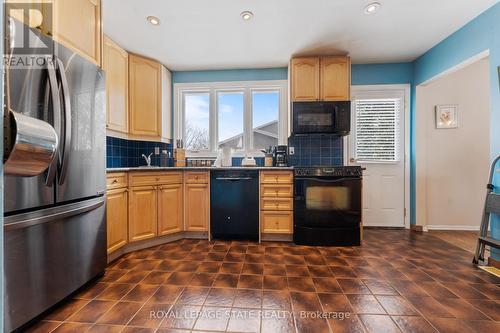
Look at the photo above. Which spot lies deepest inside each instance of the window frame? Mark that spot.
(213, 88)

--

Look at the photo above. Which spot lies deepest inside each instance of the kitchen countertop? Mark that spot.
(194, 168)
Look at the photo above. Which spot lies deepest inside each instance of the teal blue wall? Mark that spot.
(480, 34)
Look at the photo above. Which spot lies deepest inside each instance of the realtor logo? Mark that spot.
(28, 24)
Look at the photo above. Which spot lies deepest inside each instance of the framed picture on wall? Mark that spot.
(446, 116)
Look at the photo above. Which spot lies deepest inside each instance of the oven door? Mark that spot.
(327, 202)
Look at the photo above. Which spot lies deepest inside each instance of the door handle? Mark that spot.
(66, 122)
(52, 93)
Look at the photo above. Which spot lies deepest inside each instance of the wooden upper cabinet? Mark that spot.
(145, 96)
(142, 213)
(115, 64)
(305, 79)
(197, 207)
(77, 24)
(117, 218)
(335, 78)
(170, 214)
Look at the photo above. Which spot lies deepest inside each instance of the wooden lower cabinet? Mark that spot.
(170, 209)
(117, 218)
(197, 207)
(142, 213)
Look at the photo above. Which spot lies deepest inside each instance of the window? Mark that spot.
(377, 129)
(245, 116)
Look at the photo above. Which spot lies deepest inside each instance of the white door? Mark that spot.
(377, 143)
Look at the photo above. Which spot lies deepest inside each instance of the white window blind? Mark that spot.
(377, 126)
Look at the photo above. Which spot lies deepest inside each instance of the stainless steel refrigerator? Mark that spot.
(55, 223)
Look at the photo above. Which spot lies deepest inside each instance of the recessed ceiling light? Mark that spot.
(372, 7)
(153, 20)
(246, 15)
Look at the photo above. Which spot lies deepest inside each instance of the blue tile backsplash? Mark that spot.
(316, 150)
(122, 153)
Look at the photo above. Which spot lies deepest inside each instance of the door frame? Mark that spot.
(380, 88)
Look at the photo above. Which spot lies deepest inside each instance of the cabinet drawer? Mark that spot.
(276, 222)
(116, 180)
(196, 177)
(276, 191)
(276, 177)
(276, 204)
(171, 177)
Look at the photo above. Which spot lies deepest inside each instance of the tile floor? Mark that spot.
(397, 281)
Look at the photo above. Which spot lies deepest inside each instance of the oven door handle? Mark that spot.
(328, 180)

INSTRUCTION » Which of the lines above contain the string "cabinet"? Pull out each of them and copy it in full.

SOLUTION FOR THIS TASK »
Look at the photo above. Which spot lies deepest inside each instance of the wooden upper cabinet? Mark that spot.
Look at the photo above. Which spot lies deepest inside each instance of the wooden lower cabinet? Mark that spot.
Look at the photo above. Which spot lies deepest inside each instance of the cabinet drawer? Mark that spot.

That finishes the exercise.